TASK PROMPT
Transcribe all of the records word for word, but omit the pictures.

ENTRIES PROVIDED
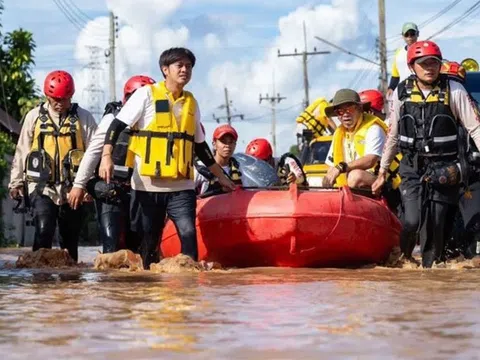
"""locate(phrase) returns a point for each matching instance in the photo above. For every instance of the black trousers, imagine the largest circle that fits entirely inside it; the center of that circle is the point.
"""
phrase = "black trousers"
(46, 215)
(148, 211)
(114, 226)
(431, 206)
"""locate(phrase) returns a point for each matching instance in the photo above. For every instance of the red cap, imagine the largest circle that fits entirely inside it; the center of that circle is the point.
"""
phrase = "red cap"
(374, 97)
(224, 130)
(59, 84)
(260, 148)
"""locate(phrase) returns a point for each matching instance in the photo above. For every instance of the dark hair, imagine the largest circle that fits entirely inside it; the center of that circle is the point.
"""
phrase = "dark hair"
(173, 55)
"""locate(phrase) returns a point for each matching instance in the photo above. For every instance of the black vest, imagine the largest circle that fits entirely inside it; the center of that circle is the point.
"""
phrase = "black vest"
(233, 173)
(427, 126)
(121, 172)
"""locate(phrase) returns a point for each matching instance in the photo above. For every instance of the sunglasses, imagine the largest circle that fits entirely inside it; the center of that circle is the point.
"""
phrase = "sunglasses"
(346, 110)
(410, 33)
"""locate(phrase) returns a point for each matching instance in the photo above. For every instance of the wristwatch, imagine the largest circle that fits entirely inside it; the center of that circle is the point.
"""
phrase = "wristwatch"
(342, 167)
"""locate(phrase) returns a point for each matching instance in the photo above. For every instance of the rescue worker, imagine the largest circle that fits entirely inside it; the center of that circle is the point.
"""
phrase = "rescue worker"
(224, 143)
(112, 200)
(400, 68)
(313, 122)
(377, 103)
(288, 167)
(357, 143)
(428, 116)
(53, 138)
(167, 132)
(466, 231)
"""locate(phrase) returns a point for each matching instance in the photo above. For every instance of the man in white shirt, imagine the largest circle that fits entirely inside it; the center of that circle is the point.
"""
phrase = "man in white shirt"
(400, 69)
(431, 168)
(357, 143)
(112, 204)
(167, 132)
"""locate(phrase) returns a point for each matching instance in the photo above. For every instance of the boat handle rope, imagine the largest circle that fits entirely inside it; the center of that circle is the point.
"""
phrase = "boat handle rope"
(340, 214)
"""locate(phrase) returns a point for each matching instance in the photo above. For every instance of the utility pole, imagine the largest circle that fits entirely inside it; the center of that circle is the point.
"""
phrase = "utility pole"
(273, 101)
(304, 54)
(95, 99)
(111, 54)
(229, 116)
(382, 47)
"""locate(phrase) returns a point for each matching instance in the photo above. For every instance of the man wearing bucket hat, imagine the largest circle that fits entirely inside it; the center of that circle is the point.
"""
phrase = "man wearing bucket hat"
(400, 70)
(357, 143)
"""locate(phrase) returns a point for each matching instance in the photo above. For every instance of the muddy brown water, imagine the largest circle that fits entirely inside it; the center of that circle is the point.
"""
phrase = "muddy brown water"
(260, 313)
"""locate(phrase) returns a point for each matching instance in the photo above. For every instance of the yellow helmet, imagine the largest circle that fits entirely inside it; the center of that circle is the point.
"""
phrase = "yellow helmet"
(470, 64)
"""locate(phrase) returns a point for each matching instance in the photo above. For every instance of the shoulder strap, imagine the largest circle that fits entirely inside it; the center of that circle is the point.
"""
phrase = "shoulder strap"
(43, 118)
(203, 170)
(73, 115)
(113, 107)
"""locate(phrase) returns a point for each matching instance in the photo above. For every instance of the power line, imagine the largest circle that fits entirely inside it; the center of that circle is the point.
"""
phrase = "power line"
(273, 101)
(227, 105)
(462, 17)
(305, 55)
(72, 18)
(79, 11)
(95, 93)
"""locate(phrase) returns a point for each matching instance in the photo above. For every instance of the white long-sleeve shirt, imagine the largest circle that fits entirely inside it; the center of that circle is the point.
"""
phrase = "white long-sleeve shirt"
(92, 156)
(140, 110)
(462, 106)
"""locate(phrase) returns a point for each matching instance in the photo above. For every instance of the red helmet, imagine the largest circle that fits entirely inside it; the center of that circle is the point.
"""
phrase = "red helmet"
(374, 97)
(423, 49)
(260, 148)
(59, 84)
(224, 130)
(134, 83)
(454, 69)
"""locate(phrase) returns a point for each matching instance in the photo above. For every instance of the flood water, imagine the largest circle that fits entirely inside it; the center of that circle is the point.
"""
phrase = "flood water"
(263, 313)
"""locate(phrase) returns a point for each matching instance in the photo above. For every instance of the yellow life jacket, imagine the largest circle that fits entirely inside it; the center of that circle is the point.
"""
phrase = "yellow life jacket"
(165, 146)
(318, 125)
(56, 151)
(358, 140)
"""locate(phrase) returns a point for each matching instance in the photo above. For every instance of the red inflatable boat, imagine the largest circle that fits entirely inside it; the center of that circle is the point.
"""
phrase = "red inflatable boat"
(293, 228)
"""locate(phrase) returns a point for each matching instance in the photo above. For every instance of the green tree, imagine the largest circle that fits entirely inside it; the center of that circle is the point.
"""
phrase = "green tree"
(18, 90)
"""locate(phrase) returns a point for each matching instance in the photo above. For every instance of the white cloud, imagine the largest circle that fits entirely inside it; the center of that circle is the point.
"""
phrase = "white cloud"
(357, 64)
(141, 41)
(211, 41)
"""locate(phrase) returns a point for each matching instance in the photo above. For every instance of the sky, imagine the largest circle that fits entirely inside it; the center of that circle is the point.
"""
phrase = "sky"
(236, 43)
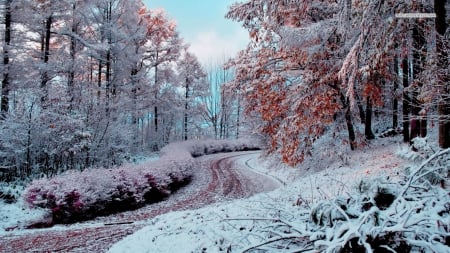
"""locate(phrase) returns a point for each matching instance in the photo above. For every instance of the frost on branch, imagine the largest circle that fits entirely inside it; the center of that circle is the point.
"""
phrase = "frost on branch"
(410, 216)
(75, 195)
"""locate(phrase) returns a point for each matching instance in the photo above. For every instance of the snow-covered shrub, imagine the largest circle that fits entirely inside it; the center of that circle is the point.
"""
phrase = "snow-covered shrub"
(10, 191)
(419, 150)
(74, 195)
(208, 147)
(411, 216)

RESPONSE TO THIS EXERCISE
"""locate(phrase) returns a point for each matching instance in the photo above. For every instance of the black trousers, imagine the largest circle that fits entirely inside it; the center of that circle is the point.
"""
phrase = "black trousers"
(46, 215)
(148, 211)
(114, 226)
(431, 206)
"""locate(phrase) returns a point for each matching instance in the photo above. For every instance of the red cap, imagine the largest circle that fits entirely inside it; the center of that circle is the point.
"""
phrase = "red cap"
(374, 97)
(224, 130)
(59, 84)
(260, 148)
"""locate(phrase) returns a point for each matching instance in the photo above. For every instance of the dark hair, imagine the largest circle that fits entirely inside it; the center of that circle is the point.
"""
phrase = "dark hair"
(173, 55)
"""locate(phrase) returns a point for each matching instance in the photo above. For every instance of the black vest, imagine the largest circle that fits entirely inside it; the center of that circle is the point.
"""
phrase = "black vest"
(233, 173)
(427, 126)
(121, 172)
"""locate(phrase) returns a point for each matching instance in the photo above. For every instance of the sunglasses, imagine the largest circle that fits entirely inside it; the center of that circle is the point.
"""
phrase = "sunglasses"
(346, 110)
(410, 33)
"""locate(phrase) returns a point for each matching instance in the photo above. For every instance of the wristwatch, imagine the largest circle that fits entirely inside it; the center of that circle is the point.
"""
phrase = "wristwatch"
(342, 167)
"""locate(phrase) returns a point for each matching instance in the photo above. For every instance of the rescue worker, imagine the largest circle that fits entirely inside it; the center of that circle is the point.
"""
phrase = "rescue worker"
(224, 143)
(112, 200)
(400, 68)
(313, 122)
(377, 103)
(288, 167)
(357, 143)
(428, 116)
(53, 138)
(167, 132)
(466, 231)
"""locate(phrase) returns a point for each matching instance in the photo above. For every instance of the man in white shirt, imagine the largest circle that fits entirely inside it; the center of that circle is the point.
"""
phrase = "man in white shirt"
(400, 69)
(431, 168)
(357, 143)
(112, 204)
(167, 132)
"""locate(phrase) returns a point for each matching instance in the photo above. For every instance of the boat handle rope, imagine the largest circle that fits entirely inside it; the center of that circle is the point.
"""
phrase = "boat handle rope"
(340, 214)
"""locate(phrase) returns a point for each matching instance in the photo above. For every instance of the utility pole, imagine the largest circle that fits entirely inside it; the center of that circle is the point.
"""
phrase = "utility pole"
(273, 101)
(304, 54)
(95, 99)
(111, 54)
(229, 116)
(382, 47)
"""locate(phrase) returns a point for each matching instance in the photo above. For every instance of the man wearing bucket hat, imagine the largest circle that fits entirely inside it; the center of that circle is the point.
"""
phrase = "man wearing bucket hat"
(400, 70)
(357, 143)
"""locate(phrase) returns a point for each matching instance in the photo above. For every instance of the muddy brown water, imagine the largest circle that fits entirely inside it; the center of that circle is the point.
"""
phrase = "muddy brown water"
(260, 313)
"""locate(phrase) returns a point for each matching instance in the photo above. For every instance of the yellow helmet, imagine the largest circle that fits entirely inside it; the center of that circle is the point.
"""
phrase = "yellow helmet"
(470, 64)
"""locate(phrase) returns a point for each matching instance in the photo above. For every instance of the shoulder strap, imagine the largest circle that fits entirely inside it; the center of that circle is the point.
"""
phrase = "shoulder strap"
(43, 118)
(203, 170)
(73, 115)
(113, 107)
"""locate(phrase) returns a point for each matching instance in the photo above. For every instance of the power line, imagine the largest circle that fits entirely inside it; the center of that circle is the point.
"""
phrase = "power line"
(273, 101)
(227, 105)
(462, 17)
(305, 55)
(72, 18)
(79, 11)
(95, 93)
"""locate(phrase) returns a point for each matching instance in the photo above. For every instance of the white long-sleeve shirt, imagine the largest circle that fits entirely inside it; the center of that circle is the point.
"""
phrase = "white long-sleeve shirt"
(92, 156)
(140, 110)
(462, 106)
"""locate(phrase) returns a point for each matching instance in the photo above. For every instance of the red helmet, imagine the largest circle that fits entirely inside it; the center of that circle is the point.
"""
phrase = "red helmet"
(374, 97)
(423, 49)
(260, 148)
(59, 84)
(224, 130)
(134, 83)
(454, 69)
"""locate(phrase) returns a point for each matching instance in the photo above. For every instance of the flood water, imagine the largest circle that fits entirely inside it; the center of that circle is the point.
"""
phrase = "flood water"
(263, 313)
"""locate(phrase) returns a point for each matching instance in the photo above. For every instance of the yellow life jacket, imagine the largest circle that fits entirely inside it; the center of that circle is the point.
"""
phrase = "yellow life jacket"
(165, 146)
(318, 125)
(56, 151)
(358, 140)
"""locate(phrase) returns a point for each matching instance in the photo above. For every instance of the red inflatable boat, imagine the largest circle that fits entirely inside it; the center of that circle is the point.
"""
phrase = "red inflatable boat"
(293, 228)
"""locate(phrase) returns a point for each matching instance in the photo above. For every instance of the green tree, imagine the largest circle that fits entirely inside it; the center of that circle is the point.
"""
phrase = "green tree"
(18, 90)
"""locate(phrase) returns a point for each matching instance in the photo above. For every instance of the white cloud, imagine the largest circle that fits entirely inside it; the center of that circle is the point.
"""
phrase = "white cloud"
(357, 64)
(141, 41)
(211, 41)
"""locate(phrase) returns a point for each matching instance in the photo above. For every instance of the sky, imagine the largest circle that fits entirely inside it; the center of that circle is the point.
"""
phrase = "sky"
(236, 43)
"""locate(phrase) returns a point for each matching instance in the photo above. For every instance of the frost on branch, imagine the largest circle that fits entirely inside it; the center of that circle is the point.
"""
phrase = "frost on branch"
(410, 216)
(75, 195)
"""locate(phrase) returns a point for each matching instance in the photo above. For every instance of the snow-covered shrub, imagine the largest circle that fits entirely inside it; the center of that circle is the point.
"""
phrase = "snow-covered shrub"
(10, 191)
(419, 150)
(74, 195)
(208, 147)
(411, 216)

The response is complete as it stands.